## Source passage:
-*-

D-[U-14C]-glucose incorporation into lipids of the EATRO1125.T7T (PCL) and Δach/RNAiASCT cell lines.
In this experiment, trans-esterification of fatty acids was not performed before HPTLC separation and the different fatty acid-containing lipids were combined as performed before [10]. Data are normalized with the parental cell (PCL) values with an arbitrary value of 100 for the PCL samples, which is represented by a horizontal dashed lane. Black columns correspond to the EATRO1125.T7T parental cell line, grey columns to the non-induced (.ni) mutant Δach/RNAiASCT cells, and the light grey and white columns to the mutant cells tetracycline-induced for 8 days (.i 8d) or 15 days (.i 15d), respectively. It is to note that the SDM79 used for this labelling experiment does not contain acetate. Error bars indicate mean ± SD of 3 biological replicates. The inset shows a western blot control using the anti-ASCT and anti-hsp60 immune sera.
Fig 8.
Tsetse fly midgut infection rate with the Δakct, Δivdh-C3 and Δivdh-C8 cell lines.

-*-

## Data block:
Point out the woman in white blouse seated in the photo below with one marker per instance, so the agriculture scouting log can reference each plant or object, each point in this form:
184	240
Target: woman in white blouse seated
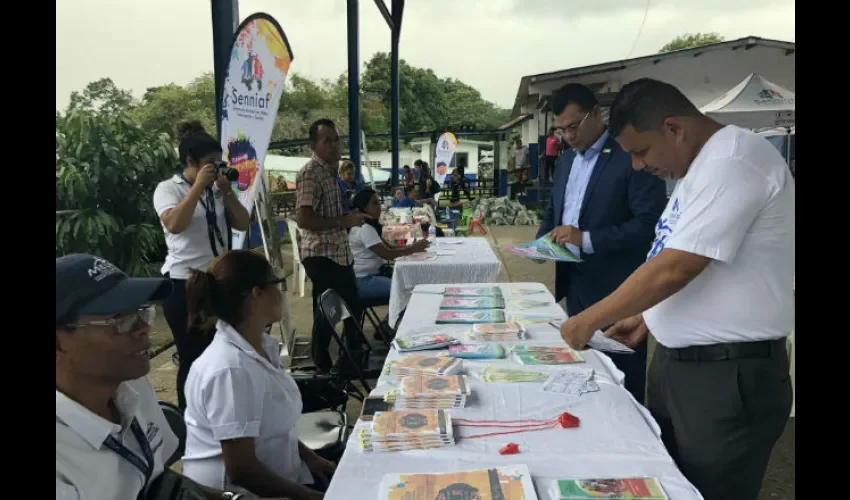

-*-

## Task instructions:
1 – In the figure legend on glucose incorporation into lipids, which cell line do the black columns represent?
2 – Carry on the figure legend on glucose incorporation and tsetse fly infection from where it stops.
The data have no connection to the text.

## Responses for each task:
1 – The black columns represent the EATRO1125.T7T parental cell line.

2 –
In this experiment, 50 to 100 Glossina morsitans morsitans teneral males were artificially fed with either the parental (PCL), Δakct, Δivdh-C3 or Δivdh-C8 PCF cell lines in culture medium as previously described (n = 850) [41]. Two weeks after the infective meal, all living flies were dissected to assess the presence of parasites in their entire midgut by microscope examination. Midgut infection rates (in % ±SD) are presented for each strain as the mean of three (mutant cell line) or six (PCL) independent biological replicates (n = 243 for PCL, n = 169 for Δakct, n = 78 for Δivdh-C3, n = 65 for Δivdh-C8).
Fig 9.
IVDH is needed for growth of PCF in medium depleted in ketogenic carbon sources.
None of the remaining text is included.